Problems to solve »
1. Reproduce the passage from the farm trade article, starting with the words "He says China" and ending with "they remain concerned.".
2. Write what comes next in the article about U.S. farmers and China's purchase commitments, continuing from its final sentence.

[[ Document segment, beginning ]]

Scott is trying to stay optimistic China will step up purchases soon, because that increase in demand is still the best hope for a recovery in U.S. ag markets hurt by the pandemic.

“It would be great to be able to have another 50-cents or a dollar on the price of our beans right now so that we could price the production that's coming down the line,” he says.

Scott realizes that may be unrealistic with COVID-19 re-emerging in China.

“Yeah, there needs to be some leeway and if the agreement gets done a half a year late or three-quarters of a year late but yet still is in play, you can't really fault them a lot for that.,” he says.

At the same time, Chinese officials have reiterated their promise.

“We have been told by the Ag Department all along that there are signs that they intend to fulfill their requirements under the deal. So, I think if the economy gets going again maybe they'll at least make an attempt to get there,” says Scott VanderWal, American Farm Bureau vice president and Volga, S.D., farmer.

He says China needs U.S. ag goods, especially as they rebuild their pork reserves. Those stocks were depleted after the country's swine herd was devastated by African Swine Fever, resulting in depopulation of millions of head of hogs. Yet VanderWal says with tensions high, they remain concerned.

“It's certainly a real political environment right now and we just hope agriculture doesn't end up being the victim of it again,” he says.

[[ Document segment, end ]]
[[ Data section, beginning ]]

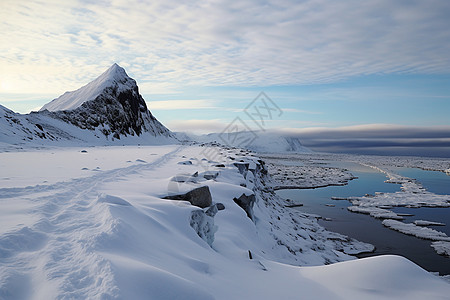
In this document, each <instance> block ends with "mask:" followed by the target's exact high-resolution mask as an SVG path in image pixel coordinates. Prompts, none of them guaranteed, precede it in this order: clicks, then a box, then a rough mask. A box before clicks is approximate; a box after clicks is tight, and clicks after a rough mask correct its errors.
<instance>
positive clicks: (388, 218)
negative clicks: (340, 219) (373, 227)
mask: <svg viewBox="0 0 450 300" xmlns="http://www.w3.org/2000/svg"><path fill="white" fill-rule="evenodd" d="M347 209H348V210H349V211H351V212H356V213H361V214H366V215H370V216H371V217H374V218H377V219H396V220H403V217H402V216H399V215H397V214H396V213H395V212H393V211H391V210H387V209H383V208H378V207H374V206H349V207H347Z"/></svg>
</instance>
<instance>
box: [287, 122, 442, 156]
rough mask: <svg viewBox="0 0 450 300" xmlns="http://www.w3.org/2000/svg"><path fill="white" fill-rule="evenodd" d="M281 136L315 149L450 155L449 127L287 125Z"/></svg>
mask: <svg viewBox="0 0 450 300" xmlns="http://www.w3.org/2000/svg"><path fill="white" fill-rule="evenodd" d="M278 133H279V134H281V135H288V136H293V137H297V138H299V139H300V140H301V142H302V143H303V144H304V145H305V146H307V147H310V148H311V149H313V150H316V151H323V152H338V153H359V154H389V155H418V156H420V155H425V156H430V155H431V156H442V157H449V156H450V126H430V127H420V126H399V125H391V124H365V125H356V126H347V127H340V128H325V127H316V128H303V129H299V128H285V129H282V130H279V131H278Z"/></svg>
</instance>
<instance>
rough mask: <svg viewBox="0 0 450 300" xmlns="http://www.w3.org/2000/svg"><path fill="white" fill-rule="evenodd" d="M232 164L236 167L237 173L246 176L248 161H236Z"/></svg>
mask: <svg viewBox="0 0 450 300" xmlns="http://www.w3.org/2000/svg"><path fill="white" fill-rule="evenodd" d="M234 165H235V166H236V167H237V168H238V170H239V173H241V174H242V175H243V176H244V178H245V177H246V174H247V171H248V167H249V165H250V164H249V163H241V162H238V163H237V162H236V163H234Z"/></svg>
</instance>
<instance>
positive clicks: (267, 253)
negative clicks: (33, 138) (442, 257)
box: [0, 145, 450, 299]
mask: <svg viewBox="0 0 450 300" xmlns="http://www.w3.org/2000/svg"><path fill="white" fill-rule="evenodd" d="M82 150H85V149H83V148H64V149H57V148H52V149H46V150H45V151H44V150H41V151H27V152H22V153H7V152H3V153H0V161H5V160H11V161H13V162H15V163H16V164H20V163H21V162H23V164H24V165H28V166H29V168H30V169H33V168H34V167H39V166H41V165H47V166H48V167H47V168H43V169H41V170H40V171H41V172H39V173H36V174H34V176H31V175H27V174H26V171H25V169H24V170H23V171H20V172H17V173H16V174H14V173H13V169H12V168H13V166H14V164H13V163H12V162H11V163H9V164H8V165H7V168H1V172H2V173H1V176H0V177H1V178H2V180H3V181H4V182H8V181H9V182H8V183H7V184H5V185H3V187H1V188H0V298H1V299H54V298H79V299H80V298H81V299H299V298H304V299H446V297H448V294H449V293H450V285H449V284H448V283H447V282H445V281H443V280H442V279H440V278H438V277H436V276H434V275H431V274H429V273H428V272H426V271H424V270H423V269H421V268H420V267H418V266H416V265H415V264H413V263H412V262H410V261H408V260H406V259H404V258H401V257H398V256H379V257H374V258H370V259H361V260H355V259H354V258H352V257H350V256H348V255H346V254H345V253H344V251H345V249H344V248H346V247H350V246H351V245H359V246H363V245H361V244H358V243H357V242H352V241H349V240H346V239H345V237H343V236H341V235H338V234H333V233H330V232H327V231H326V230H324V229H323V228H321V227H320V226H319V225H318V224H317V221H316V219H315V218H314V217H311V216H308V215H304V214H302V213H300V212H296V211H294V210H291V209H287V208H285V207H284V205H283V203H282V202H281V199H279V198H277V197H276V196H275V195H274V194H272V193H271V191H270V190H268V189H267V188H266V187H265V186H264V172H263V170H264V169H263V166H262V165H261V163H260V162H258V159H257V158H255V157H248V156H245V155H243V154H242V152H240V151H239V150H226V149H223V148H216V147H198V146H191V147H186V146H179V145H173V146H159V147H155V146H147V147H136V146H135V147H115V148H109V147H105V148H88V149H86V150H87V152H81V151H82ZM60 151H62V152H60ZM49 152H50V153H51V152H53V153H55V154H53V155H51V154H49ZM70 152H72V153H70ZM211 152H217V153H218V155H217V156H216V159H215V161H210V160H208V159H207V157H210V155H209V154H210V153H211ZM54 155H55V156H56V157H59V158H60V159H58V163H54V164H53V163H52V161H53V157H52V156H54ZM63 157H67V159H66V160H65V161H64V159H62V158H63ZM230 157H234V158H235V159H234V160H232V159H230ZM96 159H97V160H98V161H99V166H101V167H100V169H97V171H94V170H93V167H94V166H95V164H93V163H95V161H96ZM240 160H243V161H244V162H243V163H244V164H245V168H242V167H239V168H238V167H237V166H236V165H235V163H236V161H240ZM188 161H189V162H190V163H187V162H188ZM180 162H183V163H181V164H180ZM85 166H88V169H89V170H84V171H82V169H83V168H84V167H85ZM66 169H67V170H69V171H68V172H67V173H68V174H65V173H66V171H65V170H66ZM77 169H79V170H80V171H77ZM85 171H86V172H88V173H87V174H82V173H83V172H85ZM61 174H64V176H63V177H62V178H61V180H57V179H56V177H54V178H52V176H57V175H61ZM177 174H178V175H179V176H176V175H177ZM183 174H184V176H181V175H183ZM216 174H217V175H216ZM204 175H214V176H206V177H205V176H204ZM21 176H23V177H26V176H29V178H28V179H26V178H25V179H24V180H21V178H20V177H21ZM6 178H10V179H9V180H8V179H6ZM183 178H185V179H183ZM181 179H183V180H181ZM45 180H47V182H45V183H44V182H43V181H45ZM26 182H27V183H26ZM199 186H208V187H209V189H210V191H211V195H212V199H213V204H217V203H222V204H223V206H224V209H223V210H220V211H216V213H215V215H214V214H213V215H212V216H211V215H207V213H206V211H207V209H200V208H198V207H194V206H192V205H190V204H189V203H188V202H184V201H175V200H165V199H163V197H164V196H166V195H167V194H170V193H174V192H176V191H186V190H189V189H191V188H195V187H199ZM242 194H245V195H252V194H254V195H255V197H256V202H255V203H254V206H253V213H254V220H251V219H250V218H249V217H248V216H247V214H246V212H245V211H244V210H243V209H242V208H241V207H240V206H239V205H238V204H237V203H236V202H235V201H234V200H233V198H235V197H239V196H240V195H242ZM194 215H196V216H200V220H197V219H196V220H197V221H199V222H200V224H202V226H193V221H194V219H193V216H194ZM194 227H195V228H194ZM200 232H201V233H204V234H206V235H209V237H210V238H212V242H211V243H208V242H207V240H206V238H205V235H203V236H201V235H200ZM249 251H250V252H249ZM250 256H251V257H250ZM338 261H345V262H341V263H337V264H333V265H329V266H323V265H324V264H329V263H333V262H338ZM306 266H310V267H306Z"/></svg>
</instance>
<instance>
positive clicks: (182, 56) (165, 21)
mask: <svg viewBox="0 0 450 300" xmlns="http://www.w3.org/2000/svg"><path fill="white" fill-rule="evenodd" d="M449 15H450V2H449V1H439V0H430V1H406V2H405V1H389V0H380V1H363V2H361V1H356V0H350V1H331V0H329V1H327V0H322V1H315V0H314V1H313V0H307V1H301V2H299V1H295V0H285V1H266V2H264V3H261V2H260V1H256V0H248V1H239V2H235V3H230V2H228V1H226V2H225V1H222V0H219V1H190V2H185V1H174V2H171V3H170V4H169V3H168V2H167V1H162V0H155V1H137V0H136V1H121V0H117V1H99V2H97V1H83V0H79V1H75V0H74V1H56V0H46V1H26V2H24V1H12V0H5V1H2V2H1V4H0V20H1V21H0V30H1V32H2V40H1V43H0V53H1V54H0V65H1V68H0V80H3V81H5V80H7V81H8V83H7V85H8V86H11V87H12V86H16V87H17V88H16V90H15V91H16V92H18V91H19V90H18V89H20V92H21V93H26V92H27V91H28V92H33V93H36V92H41V93H49V92H51V93H57V94H59V93H62V92H63V91H65V90H67V89H75V88H78V87H79V86H80V85H82V84H85V83H86V82H88V81H89V80H91V79H92V77H95V76H96V75H98V74H100V73H101V72H103V71H104V69H106V68H107V67H109V66H110V65H111V64H112V63H113V62H118V63H119V64H122V65H124V66H125V67H126V68H127V71H128V72H129V73H130V74H131V75H132V76H133V77H134V78H136V79H137V80H138V81H139V82H143V83H151V84H154V85H158V84H163V83H167V82H169V83H170V84H172V85H173V86H179V85H233V86H239V85H259V86H264V85H280V84H281V85H285V84H309V83H322V82H333V81H339V80H342V79H345V78H349V77H352V76H361V75H367V74H387V73H422V74H436V73H447V72H448V70H449V69H450V56H449V55H448V49H450V31H449V30H448V28H449V26H450V19H449V18H448V16H449ZM131 20H132V21H131ZM146 88H147V87H146ZM148 88H149V89H150V85H149V86H148ZM141 89H142V88H141ZM142 91H143V92H144V93H146V92H149V91H147V90H145V89H142Z"/></svg>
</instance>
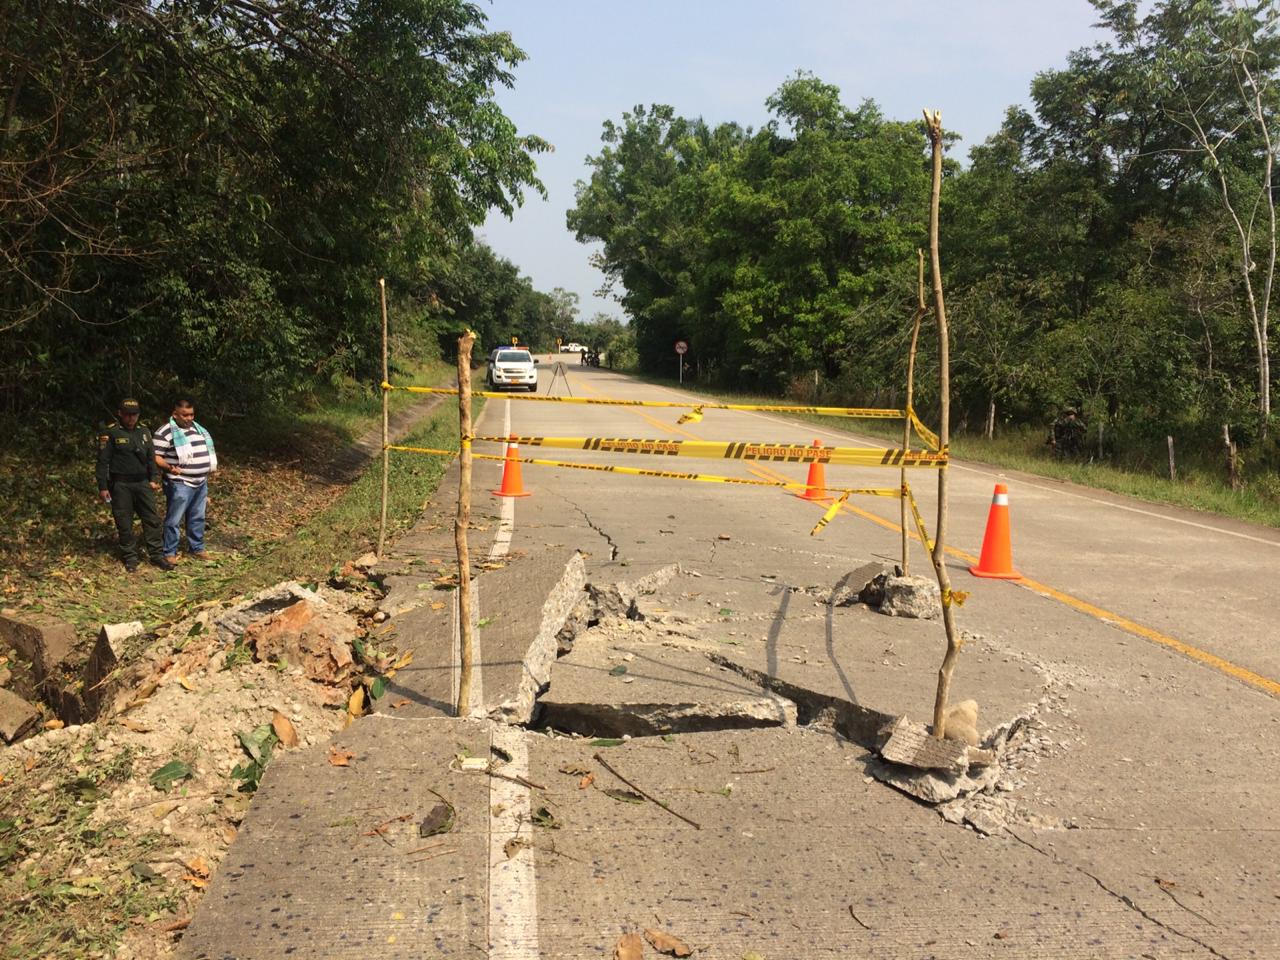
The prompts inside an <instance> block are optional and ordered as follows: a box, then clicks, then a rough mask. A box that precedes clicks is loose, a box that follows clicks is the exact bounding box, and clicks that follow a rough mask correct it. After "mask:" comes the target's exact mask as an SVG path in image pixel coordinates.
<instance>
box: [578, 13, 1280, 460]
mask: <svg viewBox="0 0 1280 960" xmlns="http://www.w3.org/2000/svg"><path fill="white" fill-rule="evenodd" d="M1094 6H1096V9H1097V12H1098V17H1100V26H1101V27H1102V29H1103V31H1105V40H1103V41H1102V42H1100V44H1097V45H1094V46H1092V47H1088V49H1083V50H1078V51H1075V52H1074V54H1073V55H1071V56H1070V58H1069V60H1068V64H1066V67H1065V68H1062V69H1053V70H1044V72H1042V73H1041V74H1038V76H1037V77H1036V79H1034V82H1033V84H1032V88H1030V101H1032V108H1030V109H1029V110H1024V109H1020V108H1012V109H1010V110H1009V111H1007V114H1006V118H1005V122H1004V124H1002V125H1001V128H1000V131H998V132H996V133H995V134H993V136H992V137H989V138H988V140H987V141H986V142H983V143H980V145H977V146H975V147H974V148H973V150H972V152H970V156H969V163H968V165H966V166H964V168H961V166H960V165H957V164H954V163H952V164H950V165H948V166H947V170H946V184H945V188H943V218H942V219H943V223H942V241H943V270H945V280H946V283H947V289H948V301H950V302H951V303H952V311H954V317H952V323H954V348H952V351H954V352H952V365H954V371H955V374H954V390H955V393H956V403H955V406H954V410H955V413H956V417H957V425H959V426H960V428H961V429H964V428H965V426H968V428H969V429H972V430H977V429H984V430H986V431H988V433H991V431H993V430H995V429H996V428H997V425H1000V424H1010V422H1012V424H1028V422H1030V424H1043V422H1046V420H1047V419H1051V417H1052V416H1053V413H1055V412H1056V411H1057V410H1060V408H1061V407H1064V406H1079V407H1083V410H1084V412H1085V415H1087V417H1088V419H1089V420H1091V422H1096V424H1098V425H1103V426H1106V428H1108V429H1107V430H1106V431H1105V433H1106V438H1105V439H1103V440H1102V442H1100V443H1101V444H1102V445H1103V448H1105V449H1100V453H1101V452H1108V451H1110V449H1111V448H1112V444H1128V443H1130V442H1133V443H1135V444H1138V443H1144V442H1147V440H1148V439H1152V438H1157V436H1158V438H1160V440H1162V439H1164V435H1165V434H1166V433H1179V434H1181V435H1188V434H1190V435H1194V436H1196V438H1198V439H1201V440H1203V442H1204V443H1210V442H1211V438H1213V436H1219V435H1220V431H1221V425H1222V424H1231V425H1234V426H1233V429H1234V430H1235V431H1238V433H1240V431H1243V435H1244V436H1245V438H1247V439H1249V438H1258V436H1260V435H1263V434H1265V431H1266V429H1267V424H1268V419H1270V411H1271V385H1270V349H1268V346H1270V337H1271V333H1270V325H1268V316H1270V306H1271V303H1272V300H1274V296H1275V289H1274V273H1275V265H1276V220H1275V206H1274V200H1275V192H1276V189H1275V183H1274V170H1272V168H1274V163H1275V157H1276V150H1277V147H1280V125H1277V116H1280V114H1277V108H1280V100H1277V92H1280V88H1277V81H1280V36H1277V31H1276V22H1277V12H1276V9H1275V5H1274V3H1267V1H1261V0H1252V1H1251V3H1229V1H1228V0H1161V1H1160V3H1156V4H1155V5H1152V6H1149V8H1147V6H1146V5H1143V6H1142V8H1139V5H1138V4H1137V3H1133V1H1132V0H1094ZM1143 12H1146V13H1143ZM767 106H768V110H769V114H771V119H769V122H768V123H767V124H765V125H764V127H763V128H762V129H759V131H750V129H744V128H742V127H740V125H737V124H732V123H726V124H721V125H718V127H714V128H712V127H709V125H708V124H705V123H704V122H703V120H700V119H687V118H682V116H680V115H677V114H676V113H675V110H673V109H672V108H669V106H664V105H654V106H639V108H636V109H634V110H631V111H628V113H627V114H623V116H622V118H621V119H620V120H617V122H613V120H611V122H607V123H605V124H604V131H603V137H602V148H600V151H599V154H596V155H595V156H594V157H591V159H590V175H589V177H588V178H586V179H584V180H581V182H580V183H579V186H577V195H576V202H575V206H573V207H572V209H571V210H570V211H568V216H567V221H568V227H570V229H571V230H573V232H575V234H576V236H577V238H579V239H581V241H599V242H602V243H603V252H602V253H600V256H599V265H600V268H602V270H603V271H604V273H605V276H607V278H608V282H609V283H612V284H613V288H614V294H616V296H617V297H618V300H620V302H621V303H622V306H623V307H625V308H626V311H627V314H628V315H630V317H631V324H632V326H634V328H635V338H636V346H637V349H639V361H640V365H641V366H643V367H644V369H646V370H649V371H654V372H662V371H666V370H667V369H668V367H669V365H671V356H672V352H671V349H672V342H673V340H675V339H677V338H684V339H687V340H689V343H690V347H691V351H690V358H691V360H694V361H695V362H696V370H698V374H699V375H700V376H701V378H703V379H704V380H708V381H710V383H713V384H719V385H730V387H732V385H746V384H750V385H753V387H765V388H769V389H773V390H790V392H791V393H792V396H796V397H797V398H799V397H810V396H815V394H819V393H820V394H822V396H823V397H824V398H827V399H837V401H841V402H849V403H864V402H876V401H879V402H883V401H887V399H890V398H892V397H895V396H896V392H897V389H899V387H897V385H899V384H900V383H901V379H902V371H904V365H905V357H904V353H905V342H906V335H908V332H906V324H908V320H909V317H910V315H911V310H913V307H914V303H915V256H914V250H915V247H918V246H922V244H923V242H924V228H925V223H924V216H925V210H927V205H928V177H927V172H925V142H927V141H925V137H924V132H923V125H922V124H920V123H919V122H918V120H911V122H906V123H904V122H896V120H891V119H887V118H886V116H884V115H883V114H882V113H881V110H879V109H878V108H877V105H876V104H874V102H873V101H869V100H865V101H863V102H860V104H859V105H858V106H855V108H850V106H846V105H845V104H844V102H842V100H841V96H840V91H838V90H837V88H836V87H833V86H831V84H828V83H824V82H823V81H820V79H819V78H817V77H813V76H809V74H803V73H801V74H796V76H795V77H791V78H788V79H787V81H785V82H783V83H782V86H781V87H780V88H778V91H777V92H776V93H774V95H773V96H772V97H769V100H768V101H767ZM924 361H925V362H928V361H927V358H924ZM929 380H931V378H929V376H928V369H927V367H925V370H923V371H922V374H920V376H919V378H918V384H919V385H918V398H919V401H920V403H922V406H924V407H927V406H928V404H929V401H931V397H929V389H928V387H929ZM1091 443H1093V442H1092V440H1091Z"/></svg>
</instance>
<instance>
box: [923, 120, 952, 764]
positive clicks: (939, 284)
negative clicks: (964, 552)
mask: <svg viewBox="0 0 1280 960" xmlns="http://www.w3.org/2000/svg"><path fill="white" fill-rule="evenodd" d="M924 123H925V127H927V128H928V131H929V143H931V145H932V147H933V191H932V195H931V197H929V270H931V273H932V274H933V312H934V315H936V316H937V320H938V403H940V407H941V410H940V415H938V421H940V422H938V445H940V447H941V448H942V452H943V453H947V454H950V452H951V343H950V334H948V332H947V308H946V303H945V302H943V298H942V259H941V256H940V255H938V198H940V197H941V196H942V111H941V110H934V111H933V113H932V114H931V113H929V111H928V110H925V111H924ZM948 474H950V471H948V470H947V466H946V465H943V466H942V468H941V470H940V471H938V530H937V539H936V540H934V541H933V570H934V572H936V573H937V575H938V588H940V589H941V590H942V626H943V628H945V630H946V631H947V652H946V655H943V658H942V666H941V667H940V668H938V692H937V696H934V700H933V736H936V737H938V739H940V740H941V739H942V737H943V736H945V735H946V709H947V698H948V696H950V694H951V675H952V673H954V672H955V668H956V658H957V657H959V655H960V637H959V636H957V635H956V618H955V612H954V609H952V605H951V603H952V599H951V575H950V573H947V563H946V558H947V554H946V540H947V479H948Z"/></svg>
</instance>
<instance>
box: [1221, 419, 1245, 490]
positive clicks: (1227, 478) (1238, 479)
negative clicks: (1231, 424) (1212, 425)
mask: <svg viewBox="0 0 1280 960" xmlns="http://www.w3.org/2000/svg"><path fill="white" fill-rule="evenodd" d="M1222 445H1224V447H1225V448H1226V479H1228V481H1229V483H1230V484H1231V490H1233V492H1235V493H1239V492H1240V490H1242V489H1243V488H1244V484H1243V483H1242V481H1240V458H1239V456H1238V454H1236V451H1235V444H1234V443H1233V442H1231V428H1230V426H1228V425H1226V424H1222Z"/></svg>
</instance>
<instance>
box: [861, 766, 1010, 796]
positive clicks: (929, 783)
mask: <svg viewBox="0 0 1280 960" xmlns="http://www.w3.org/2000/svg"><path fill="white" fill-rule="evenodd" d="M867 772H868V773H870V774H872V776H873V777H876V780H878V781H881V782H882V783H888V785H890V786H891V787H893V788H896V790H900V791H902V792H904V794H908V795H909V796H914V797H915V799H916V800H923V801H924V803H927V804H943V803H946V801H948V800H955V799H956V797H957V796H968V795H969V794H975V792H978V791H980V790H986V788H987V787H991V786H995V783H996V781H997V780H1000V768H998V767H984V768H982V771H980V772H979V773H977V774H973V773H955V772H945V771H923V769H918V768H915V767H901V765H899V764H896V763H886V762H883V760H872V762H870V763H868V764H867Z"/></svg>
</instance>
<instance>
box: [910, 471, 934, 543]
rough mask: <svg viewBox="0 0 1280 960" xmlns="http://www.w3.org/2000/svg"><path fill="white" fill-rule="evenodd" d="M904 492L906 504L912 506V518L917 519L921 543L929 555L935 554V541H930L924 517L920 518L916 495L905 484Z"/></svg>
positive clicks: (916, 525) (916, 533)
mask: <svg viewBox="0 0 1280 960" xmlns="http://www.w3.org/2000/svg"><path fill="white" fill-rule="evenodd" d="M904 490H905V493H906V502H908V503H910V504H911V516H914V517H915V531H916V534H918V535H919V538H920V543H922V544H924V549H925V550H927V552H928V553H933V540H931V539H929V531H928V530H925V529H924V517H922V516H920V508H919V506H918V504H916V503H915V494H913V493H911V488H910V486H909V485H906V484H904Z"/></svg>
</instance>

[[ Data section, end ]]

Outputs for the tasks »
1.
He says China needs U.S. ag goods, especially as they rebuild their pork reserves. Those stocks were depleted after the country's swine herd was devastated by African Swine Fever, resulting in depopulation of millions of head of hogs. Yet VanderWal says with tensions high, they remain concerned.

2.
Recently China banned poultry imports from a Tyson plant in Arkansas due to COVID-19 and then followed up announcing they were banning any grain and meat imports that weren’t certified and guaranteed free of the virus. There is doubt about how exporters will be able to supply this certification, and the World Health Organization guidance states the virus cannot survive in meat products longer than 72 hours.

Trade tensions were again tested June 30, as China approved Hong Kong’s Security Law, a full day earlier than expected. The U.S. has promised sanctions for the Communist Party members who are responsible for this move.

This will further strain relations with China, which just recently said they will be stepping up purchases of U.S. corn, ethanol and soybeans. China in June was an aggressive buyer of soybeans, but mostly for the 2020-21 marketing year, and they have been making token purchases of sorghum, corn, hard red winter wheat and even some ethanol. However, they have yet to make the sizable purchases U.S. farmers and ranchers were expecting when the trade deal was first announced. The question now is, are they waiting to buy when prices get cheaper or will they buy at all?